**Exercise directions:** Show each line of the records below that contains the word "white", counting only matches in the same case.

───── Data provided

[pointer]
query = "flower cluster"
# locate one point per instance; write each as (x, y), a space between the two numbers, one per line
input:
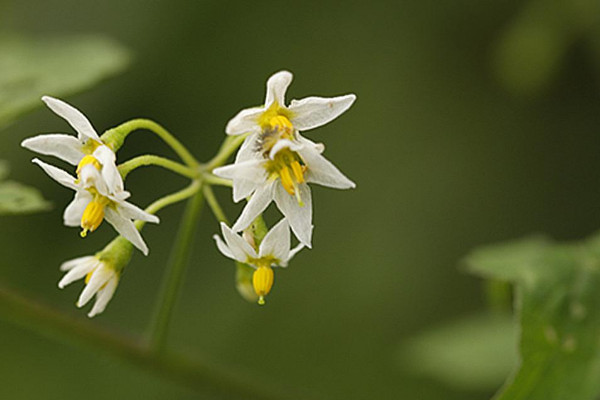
(276, 163)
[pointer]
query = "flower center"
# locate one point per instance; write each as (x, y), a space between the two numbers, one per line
(93, 215)
(287, 165)
(262, 280)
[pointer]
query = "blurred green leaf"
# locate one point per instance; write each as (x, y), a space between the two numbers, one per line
(558, 306)
(57, 66)
(16, 198)
(474, 353)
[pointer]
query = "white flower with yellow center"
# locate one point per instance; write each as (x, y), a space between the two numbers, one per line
(275, 162)
(274, 250)
(93, 203)
(101, 280)
(86, 148)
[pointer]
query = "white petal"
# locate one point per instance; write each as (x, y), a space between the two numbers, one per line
(99, 278)
(240, 249)
(79, 272)
(57, 174)
(312, 112)
(131, 211)
(258, 203)
(293, 252)
(70, 264)
(319, 170)
(104, 295)
(283, 144)
(126, 228)
(223, 248)
(74, 211)
(245, 121)
(277, 86)
(252, 170)
(65, 147)
(110, 173)
(299, 218)
(73, 116)
(276, 242)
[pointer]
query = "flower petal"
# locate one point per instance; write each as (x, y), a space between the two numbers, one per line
(57, 174)
(240, 249)
(132, 211)
(245, 121)
(126, 228)
(259, 201)
(299, 218)
(277, 86)
(100, 277)
(104, 295)
(79, 271)
(73, 116)
(223, 248)
(74, 211)
(276, 242)
(312, 112)
(65, 147)
(320, 170)
(109, 171)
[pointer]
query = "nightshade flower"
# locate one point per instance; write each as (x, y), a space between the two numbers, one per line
(274, 250)
(93, 203)
(275, 162)
(86, 148)
(101, 280)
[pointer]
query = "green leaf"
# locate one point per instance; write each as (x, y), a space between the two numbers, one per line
(473, 353)
(56, 66)
(557, 289)
(16, 198)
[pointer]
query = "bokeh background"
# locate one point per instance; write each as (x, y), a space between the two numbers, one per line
(476, 122)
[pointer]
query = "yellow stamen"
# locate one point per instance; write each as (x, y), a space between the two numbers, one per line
(86, 160)
(298, 171)
(286, 180)
(262, 280)
(92, 216)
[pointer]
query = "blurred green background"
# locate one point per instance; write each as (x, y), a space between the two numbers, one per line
(476, 121)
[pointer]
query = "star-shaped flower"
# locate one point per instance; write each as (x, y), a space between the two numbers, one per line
(101, 279)
(274, 250)
(87, 147)
(275, 162)
(93, 203)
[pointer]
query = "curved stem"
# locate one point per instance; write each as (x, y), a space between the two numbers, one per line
(115, 137)
(157, 205)
(174, 273)
(214, 205)
(150, 159)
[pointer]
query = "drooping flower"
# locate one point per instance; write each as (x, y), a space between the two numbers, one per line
(86, 148)
(93, 203)
(274, 250)
(276, 162)
(101, 272)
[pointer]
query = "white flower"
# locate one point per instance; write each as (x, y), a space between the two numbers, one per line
(274, 250)
(93, 203)
(86, 148)
(275, 162)
(101, 279)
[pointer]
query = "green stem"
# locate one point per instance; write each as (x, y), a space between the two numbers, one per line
(214, 205)
(157, 205)
(174, 273)
(116, 136)
(215, 180)
(55, 325)
(229, 146)
(149, 159)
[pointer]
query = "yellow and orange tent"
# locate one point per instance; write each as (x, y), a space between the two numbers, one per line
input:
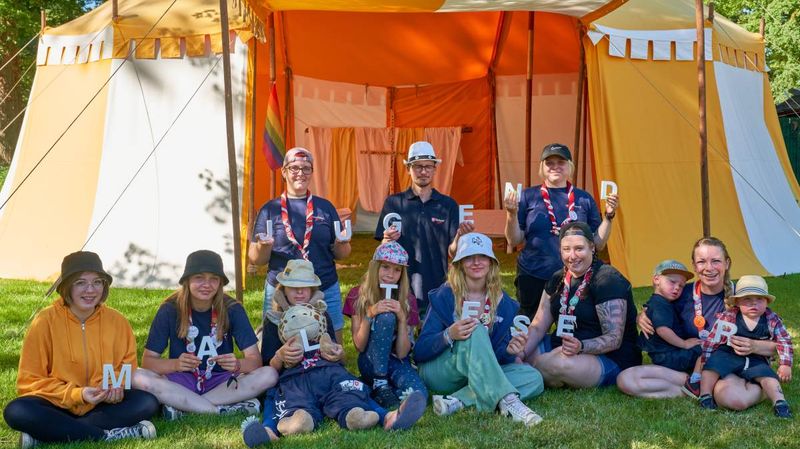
(141, 175)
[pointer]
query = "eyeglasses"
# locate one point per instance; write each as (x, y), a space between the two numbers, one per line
(422, 168)
(82, 284)
(294, 169)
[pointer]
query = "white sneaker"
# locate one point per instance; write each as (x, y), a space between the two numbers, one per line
(249, 407)
(171, 413)
(446, 405)
(143, 429)
(511, 406)
(26, 441)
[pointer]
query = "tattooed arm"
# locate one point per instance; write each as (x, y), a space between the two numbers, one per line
(612, 319)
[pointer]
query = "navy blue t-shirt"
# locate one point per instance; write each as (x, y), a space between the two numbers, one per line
(661, 313)
(684, 307)
(323, 236)
(164, 331)
(606, 284)
(428, 229)
(541, 256)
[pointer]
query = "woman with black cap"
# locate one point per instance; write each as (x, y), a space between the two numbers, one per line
(537, 217)
(592, 305)
(199, 324)
(61, 366)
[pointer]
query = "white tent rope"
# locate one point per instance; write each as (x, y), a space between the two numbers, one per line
(710, 145)
(10, 91)
(141, 166)
(19, 51)
(85, 107)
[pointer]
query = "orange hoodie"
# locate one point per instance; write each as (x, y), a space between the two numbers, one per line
(60, 355)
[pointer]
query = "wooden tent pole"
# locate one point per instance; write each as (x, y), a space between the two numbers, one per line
(499, 43)
(272, 78)
(579, 105)
(232, 172)
(701, 94)
(529, 101)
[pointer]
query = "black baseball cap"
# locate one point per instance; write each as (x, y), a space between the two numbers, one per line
(556, 149)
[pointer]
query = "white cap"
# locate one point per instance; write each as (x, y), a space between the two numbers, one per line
(474, 243)
(421, 151)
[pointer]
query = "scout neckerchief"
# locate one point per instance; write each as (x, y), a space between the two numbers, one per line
(571, 214)
(570, 310)
(288, 226)
(699, 321)
(486, 316)
(192, 333)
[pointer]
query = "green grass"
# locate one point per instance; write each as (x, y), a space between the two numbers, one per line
(573, 419)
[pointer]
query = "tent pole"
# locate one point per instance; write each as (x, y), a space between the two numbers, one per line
(232, 172)
(529, 101)
(251, 195)
(579, 105)
(701, 93)
(272, 78)
(503, 25)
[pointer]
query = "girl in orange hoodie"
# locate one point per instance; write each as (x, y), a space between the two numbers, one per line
(61, 366)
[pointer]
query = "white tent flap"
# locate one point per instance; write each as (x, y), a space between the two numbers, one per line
(770, 211)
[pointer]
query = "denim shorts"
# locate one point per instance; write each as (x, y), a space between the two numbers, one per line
(609, 370)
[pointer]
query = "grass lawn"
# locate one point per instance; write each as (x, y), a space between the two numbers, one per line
(580, 419)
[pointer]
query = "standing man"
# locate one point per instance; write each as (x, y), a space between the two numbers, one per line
(429, 229)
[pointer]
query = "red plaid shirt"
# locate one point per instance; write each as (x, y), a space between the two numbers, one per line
(777, 333)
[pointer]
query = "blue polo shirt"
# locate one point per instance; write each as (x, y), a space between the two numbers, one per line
(541, 256)
(684, 307)
(428, 229)
(320, 249)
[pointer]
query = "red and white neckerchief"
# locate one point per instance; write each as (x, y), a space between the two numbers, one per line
(571, 214)
(570, 309)
(486, 316)
(288, 226)
(699, 321)
(191, 334)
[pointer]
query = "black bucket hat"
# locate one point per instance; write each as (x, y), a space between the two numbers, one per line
(204, 261)
(82, 261)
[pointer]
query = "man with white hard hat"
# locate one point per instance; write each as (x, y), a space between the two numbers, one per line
(429, 229)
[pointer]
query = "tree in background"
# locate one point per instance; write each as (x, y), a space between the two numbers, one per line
(19, 22)
(782, 36)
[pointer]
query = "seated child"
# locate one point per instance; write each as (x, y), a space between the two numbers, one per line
(314, 383)
(669, 347)
(198, 326)
(755, 321)
(383, 329)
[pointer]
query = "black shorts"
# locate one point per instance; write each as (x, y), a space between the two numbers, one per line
(678, 359)
(748, 367)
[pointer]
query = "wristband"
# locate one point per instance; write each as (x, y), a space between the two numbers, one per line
(447, 338)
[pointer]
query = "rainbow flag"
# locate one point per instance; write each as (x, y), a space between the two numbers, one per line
(273, 148)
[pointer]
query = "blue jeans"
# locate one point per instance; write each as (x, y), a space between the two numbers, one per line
(378, 360)
(333, 298)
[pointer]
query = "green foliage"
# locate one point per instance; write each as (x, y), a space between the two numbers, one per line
(782, 36)
(593, 418)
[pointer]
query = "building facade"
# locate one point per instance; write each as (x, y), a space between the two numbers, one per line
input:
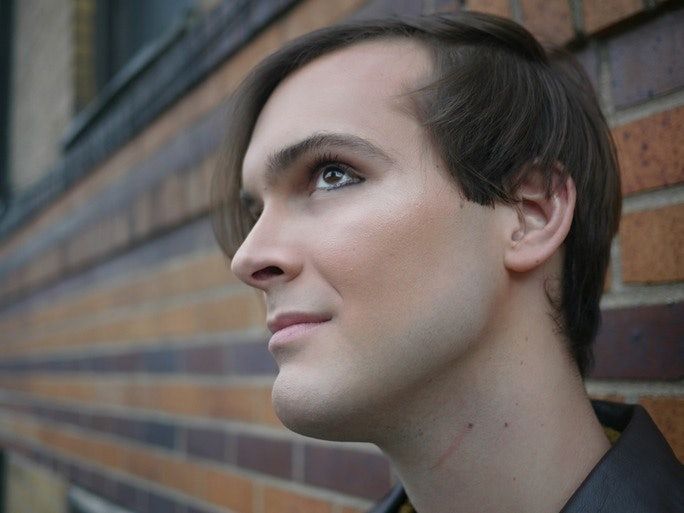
(134, 372)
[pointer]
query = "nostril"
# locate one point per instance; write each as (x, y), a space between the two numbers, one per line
(267, 272)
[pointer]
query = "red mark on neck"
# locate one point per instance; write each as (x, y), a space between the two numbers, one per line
(454, 445)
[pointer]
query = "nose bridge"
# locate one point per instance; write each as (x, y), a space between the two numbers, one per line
(269, 253)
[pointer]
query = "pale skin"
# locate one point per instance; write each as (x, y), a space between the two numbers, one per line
(439, 346)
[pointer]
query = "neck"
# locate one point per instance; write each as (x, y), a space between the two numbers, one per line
(503, 433)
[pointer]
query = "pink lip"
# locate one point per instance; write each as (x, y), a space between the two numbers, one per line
(284, 320)
(291, 332)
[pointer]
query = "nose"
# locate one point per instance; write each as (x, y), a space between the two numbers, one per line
(267, 256)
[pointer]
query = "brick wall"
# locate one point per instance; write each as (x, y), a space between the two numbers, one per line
(134, 365)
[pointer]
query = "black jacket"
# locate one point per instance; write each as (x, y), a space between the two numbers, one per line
(639, 474)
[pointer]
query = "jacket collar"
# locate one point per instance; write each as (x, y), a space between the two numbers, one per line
(638, 474)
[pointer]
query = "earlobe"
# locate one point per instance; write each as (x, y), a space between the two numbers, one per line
(544, 220)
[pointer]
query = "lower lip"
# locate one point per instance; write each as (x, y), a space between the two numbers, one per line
(291, 333)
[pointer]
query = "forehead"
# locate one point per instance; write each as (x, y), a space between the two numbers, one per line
(359, 90)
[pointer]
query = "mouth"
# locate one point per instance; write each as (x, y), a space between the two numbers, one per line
(289, 327)
(285, 320)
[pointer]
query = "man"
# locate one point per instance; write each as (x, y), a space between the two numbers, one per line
(428, 207)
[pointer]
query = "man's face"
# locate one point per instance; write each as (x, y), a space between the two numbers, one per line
(378, 240)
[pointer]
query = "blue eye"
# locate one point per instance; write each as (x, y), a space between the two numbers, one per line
(332, 175)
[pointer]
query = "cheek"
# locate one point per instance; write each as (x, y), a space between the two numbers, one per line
(401, 266)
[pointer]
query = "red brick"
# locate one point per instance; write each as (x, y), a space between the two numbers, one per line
(496, 7)
(549, 20)
(601, 14)
(652, 245)
(650, 151)
(668, 414)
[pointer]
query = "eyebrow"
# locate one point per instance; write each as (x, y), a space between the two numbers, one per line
(279, 162)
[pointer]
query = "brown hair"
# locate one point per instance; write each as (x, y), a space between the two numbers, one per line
(496, 102)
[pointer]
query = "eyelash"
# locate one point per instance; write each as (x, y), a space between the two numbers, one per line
(319, 162)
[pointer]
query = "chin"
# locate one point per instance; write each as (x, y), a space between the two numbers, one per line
(313, 412)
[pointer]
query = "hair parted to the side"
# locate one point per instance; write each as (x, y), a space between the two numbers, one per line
(496, 102)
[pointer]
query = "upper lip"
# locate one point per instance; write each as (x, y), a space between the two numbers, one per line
(288, 319)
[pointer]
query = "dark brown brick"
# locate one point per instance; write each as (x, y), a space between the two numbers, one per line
(353, 472)
(496, 7)
(601, 14)
(206, 443)
(204, 359)
(640, 343)
(549, 20)
(647, 61)
(264, 455)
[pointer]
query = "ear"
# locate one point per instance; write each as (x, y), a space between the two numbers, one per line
(543, 220)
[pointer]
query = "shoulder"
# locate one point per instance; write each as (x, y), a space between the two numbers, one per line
(640, 473)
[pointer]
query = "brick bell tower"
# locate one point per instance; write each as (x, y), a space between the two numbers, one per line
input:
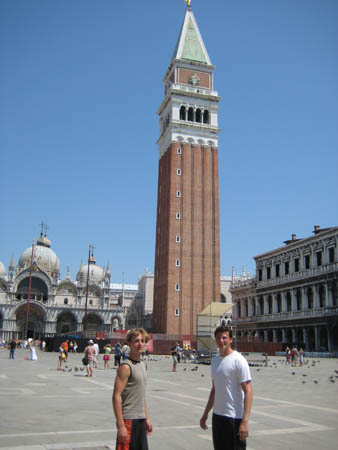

──────────

**Answer for the task:**
query = "white flower with yellow center"
query = "white petal"
query = "white flower"
query = "white sneaker"
query = "white tent rope"
query = "white cap"
query = "white tent flap"
query = "red and white neckerchief"
query = "man with white hard hat"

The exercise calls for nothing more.